● **Work instructions**
An exact transcription of all the records is required, minus the images.
#### The records
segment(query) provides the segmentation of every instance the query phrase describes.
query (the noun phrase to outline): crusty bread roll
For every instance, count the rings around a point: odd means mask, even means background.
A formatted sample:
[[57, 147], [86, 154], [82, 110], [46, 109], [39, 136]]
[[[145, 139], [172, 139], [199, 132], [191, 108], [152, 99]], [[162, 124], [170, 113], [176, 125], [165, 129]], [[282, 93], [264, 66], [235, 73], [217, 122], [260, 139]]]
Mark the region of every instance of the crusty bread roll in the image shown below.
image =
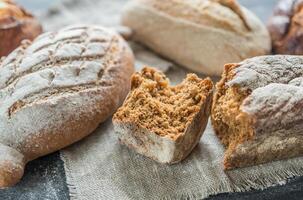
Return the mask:
[[303, 1], [281, 0], [268, 22], [273, 51], [277, 54], [303, 54]]
[[132, 0], [122, 24], [160, 55], [208, 75], [271, 49], [266, 27], [233, 0]]
[[22, 40], [33, 40], [41, 32], [41, 25], [30, 13], [10, 0], [0, 0], [0, 57], [7, 56]]
[[189, 74], [172, 87], [162, 72], [146, 67], [133, 75], [131, 87], [113, 117], [120, 142], [160, 163], [186, 158], [207, 125], [212, 81]]
[[211, 114], [225, 169], [303, 156], [302, 63], [279, 55], [225, 66]]
[[133, 62], [118, 34], [85, 25], [45, 33], [2, 59], [0, 187], [107, 119], [130, 89]]

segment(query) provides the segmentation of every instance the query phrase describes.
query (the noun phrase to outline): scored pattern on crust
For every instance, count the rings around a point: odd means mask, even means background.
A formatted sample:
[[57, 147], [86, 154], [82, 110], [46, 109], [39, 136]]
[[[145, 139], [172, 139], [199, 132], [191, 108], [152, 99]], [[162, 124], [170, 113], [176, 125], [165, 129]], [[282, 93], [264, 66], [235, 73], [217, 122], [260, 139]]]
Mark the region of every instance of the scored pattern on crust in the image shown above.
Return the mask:
[[143, 0], [143, 2], [163, 13], [196, 24], [232, 32], [246, 32], [252, 29], [241, 6], [234, 0]]
[[[73, 26], [24, 43], [0, 64], [0, 112], [9, 116], [48, 97], [109, 86], [119, 39], [101, 27]], [[111, 52], [111, 53], [108, 53]]]
[[303, 56], [248, 59], [234, 69], [234, 74], [227, 85], [251, 91], [241, 109], [254, 116], [257, 132], [302, 124]]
########
● **Result of the task**
segment(query) provides the segmentation of every instance the query phrase describes.
query (the noun phrase to outline): crusty bread roll
For every instance, count the rings around a point: odd means mask, even means background.
A formatted sample:
[[57, 147], [86, 154], [82, 110], [46, 109], [39, 136]]
[[[145, 139], [172, 139], [199, 132], [191, 108], [152, 99]], [[162, 124], [170, 113], [176, 125], [165, 129]], [[282, 93], [264, 66], [235, 73], [217, 122], [260, 139]]]
Mark the region of every instance of the crusty bread roll in the image shown below.
image =
Return the mask:
[[303, 1], [281, 0], [268, 22], [273, 51], [277, 54], [303, 54]]
[[132, 0], [122, 24], [160, 55], [208, 75], [271, 49], [266, 27], [233, 0]]
[[22, 40], [33, 40], [41, 32], [41, 25], [30, 13], [10, 0], [0, 0], [0, 57], [7, 56]]
[[189, 74], [172, 87], [162, 72], [146, 67], [133, 75], [131, 87], [113, 117], [120, 142], [160, 163], [186, 158], [207, 125], [212, 81]]
[[211, 114], [225, 169], [303, 156], [302, 63], [279, 55], [225, 66]]
[[133, 62], [118, 34], [85, 25], [45, 33], [2, 59], [0, 187], [107, 119], [130, 89]]

segment(query) provides the segmentation of every instance the query phrase describes.
query (the noun phrase to outline): scored pattern on crust
For every instance, count the rings around a point: odd means mask, even means background.
A formatted sample:
[[57, 147], [86, 154], [82, 110], [46, 109], [39, 136]]
[[[145, 139], [172, 139], [199, 132], [191, 108], [152, 99]], [[162, 124], [170, 113], [176, 125], [165, 129]], [[282, 93], [264, 66], [235, 73], [217, 122], [260, 139]]]
Mark the region of every instance of the scored pattern on crust in the image shown above.
Return the mask:
[[143, 0], [143, 2], [163, 13], [196, 24], [232, 32], [246, 32], [252, 29], [241, 6], [234, 0]]
[[[73, 26], [24, 43], [0, 64], [0, 112], [9, 116], [48, 97], [109, 86], [119, 39], [101, 27]], [[111, 52], [111, 53], [108, 53]]]
[[303, 56], [248, 59], [234, 69], [234, 74], [227, 85], [251, 91], [241, 109], [254, 116], [257, 132], [302, 124]]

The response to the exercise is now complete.